•Sign up for my newsletter•
•TJThornePhotography.com•
•Follow me on Instagram•
•Follow me on Facebook•
I am going through the process of selling my house and moving my life (I am staying in the Portland area) and with that comes something that I’ve been thinking about more and more: simplification.
I don’t have a problem with the simplification. There are a lot of things that I have that I don’t need and I’m fine with getting rid of those. Many times during this moving phase I’ve come across something that I haven’t looked at or touched since I unpacked it when I moved in. And before that the last time was when I packed it up at a previous residence. I just keep moving these things back and forth across the country. For what?
Sometimes it’s a practical thing. Sure I can get rid of EVERYTHING I own but I will need something to sit on wherever I end up. I will need a table and plates for my son and I to eat dinner on. I will need my tools for fixing my car, building a clubhouse, or general maintenance.

-- -- --

» **Written task**
Shorten the paragraph in the post on simplifying during a move that begins "Sometimes it's a practical thing" into a brief list that keeps its main points.

Data extracted from a collection

-- -- --

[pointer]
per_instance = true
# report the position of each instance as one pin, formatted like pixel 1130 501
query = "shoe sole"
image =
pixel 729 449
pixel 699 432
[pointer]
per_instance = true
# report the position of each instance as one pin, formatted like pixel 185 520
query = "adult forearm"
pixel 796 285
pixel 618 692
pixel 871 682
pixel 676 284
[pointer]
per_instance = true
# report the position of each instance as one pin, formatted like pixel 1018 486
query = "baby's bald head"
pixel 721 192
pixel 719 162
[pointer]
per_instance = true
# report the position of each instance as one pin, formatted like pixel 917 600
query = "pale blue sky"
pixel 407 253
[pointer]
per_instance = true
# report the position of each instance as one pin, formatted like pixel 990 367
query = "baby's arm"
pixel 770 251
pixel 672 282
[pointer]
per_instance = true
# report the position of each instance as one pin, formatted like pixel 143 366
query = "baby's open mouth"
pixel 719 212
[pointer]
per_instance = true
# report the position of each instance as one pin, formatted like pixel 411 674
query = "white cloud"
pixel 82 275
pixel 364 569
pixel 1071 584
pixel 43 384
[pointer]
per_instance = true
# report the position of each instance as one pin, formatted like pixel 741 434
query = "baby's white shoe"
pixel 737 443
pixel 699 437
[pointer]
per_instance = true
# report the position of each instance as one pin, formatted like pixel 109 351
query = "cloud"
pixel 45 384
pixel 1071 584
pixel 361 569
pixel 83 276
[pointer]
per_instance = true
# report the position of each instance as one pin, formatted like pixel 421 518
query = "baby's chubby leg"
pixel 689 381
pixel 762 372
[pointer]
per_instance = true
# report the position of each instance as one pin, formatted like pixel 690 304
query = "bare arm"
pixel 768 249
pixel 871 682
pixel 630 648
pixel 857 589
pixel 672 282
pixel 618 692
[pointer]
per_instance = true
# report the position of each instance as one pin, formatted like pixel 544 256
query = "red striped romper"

-- -- --

» **Correct answer**
Getting rid of everything isn't practical. I will still need:
- Something to sit on, wherever I end up
- A table and plates for my son and me to eat dinner
- My tools for fixing my car, building a clubhouse, or general maintenance